— What is needed —
Start at the line below containing "Query: white cloud" and stop at the line containing "of the dirt". Repeat every line of that stretch exactly, and nothing outside it.

- - - - - - -

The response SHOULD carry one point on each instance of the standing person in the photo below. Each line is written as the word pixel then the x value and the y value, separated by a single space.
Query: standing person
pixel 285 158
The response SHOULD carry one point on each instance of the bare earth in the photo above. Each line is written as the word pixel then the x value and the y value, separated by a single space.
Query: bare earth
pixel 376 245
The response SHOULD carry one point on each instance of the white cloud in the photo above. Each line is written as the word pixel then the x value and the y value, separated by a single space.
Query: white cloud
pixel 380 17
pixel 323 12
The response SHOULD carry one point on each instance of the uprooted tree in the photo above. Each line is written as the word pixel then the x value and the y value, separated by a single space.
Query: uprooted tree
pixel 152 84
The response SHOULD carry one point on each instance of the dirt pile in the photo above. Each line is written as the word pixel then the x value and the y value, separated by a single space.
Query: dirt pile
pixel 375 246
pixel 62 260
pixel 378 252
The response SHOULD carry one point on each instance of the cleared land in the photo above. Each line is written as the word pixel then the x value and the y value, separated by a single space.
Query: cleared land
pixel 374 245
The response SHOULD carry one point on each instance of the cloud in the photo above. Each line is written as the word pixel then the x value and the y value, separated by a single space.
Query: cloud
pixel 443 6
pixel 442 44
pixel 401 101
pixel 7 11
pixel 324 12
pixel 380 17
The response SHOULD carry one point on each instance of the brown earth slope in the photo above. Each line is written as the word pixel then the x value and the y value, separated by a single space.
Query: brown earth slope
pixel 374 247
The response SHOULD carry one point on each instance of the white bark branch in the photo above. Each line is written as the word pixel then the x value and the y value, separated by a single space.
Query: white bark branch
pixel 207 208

- - - - - - -

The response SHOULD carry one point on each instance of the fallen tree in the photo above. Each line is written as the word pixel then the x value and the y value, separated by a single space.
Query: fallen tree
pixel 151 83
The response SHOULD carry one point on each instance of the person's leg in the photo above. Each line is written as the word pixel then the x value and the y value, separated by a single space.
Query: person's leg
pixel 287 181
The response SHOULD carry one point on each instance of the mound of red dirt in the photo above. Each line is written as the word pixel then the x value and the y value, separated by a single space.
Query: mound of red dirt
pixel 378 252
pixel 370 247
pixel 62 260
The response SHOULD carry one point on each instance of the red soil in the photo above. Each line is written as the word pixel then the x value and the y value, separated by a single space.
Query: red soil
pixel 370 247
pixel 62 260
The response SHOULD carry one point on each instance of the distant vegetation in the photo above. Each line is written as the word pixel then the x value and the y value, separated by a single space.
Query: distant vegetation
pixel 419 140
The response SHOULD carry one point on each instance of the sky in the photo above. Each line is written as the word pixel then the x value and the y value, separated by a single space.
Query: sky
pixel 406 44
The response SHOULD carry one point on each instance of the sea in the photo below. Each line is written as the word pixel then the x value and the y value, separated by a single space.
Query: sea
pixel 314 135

- - - - - - -

— Answer section —
Query: white cloud
pixel 380 17
pixel 323 12
The response SHOULD carry one point on each instance of the uprooted tree in the photo above. Each line is written as the word pixel then the x value and the y value, separated by a single space.
Query: uprooted tree
pixel 152 84
The response SHOULD carry one point on each instance of the dirt pile in the photo above. Each line is written as the word pixel then the x value and the y value, separated by a single space.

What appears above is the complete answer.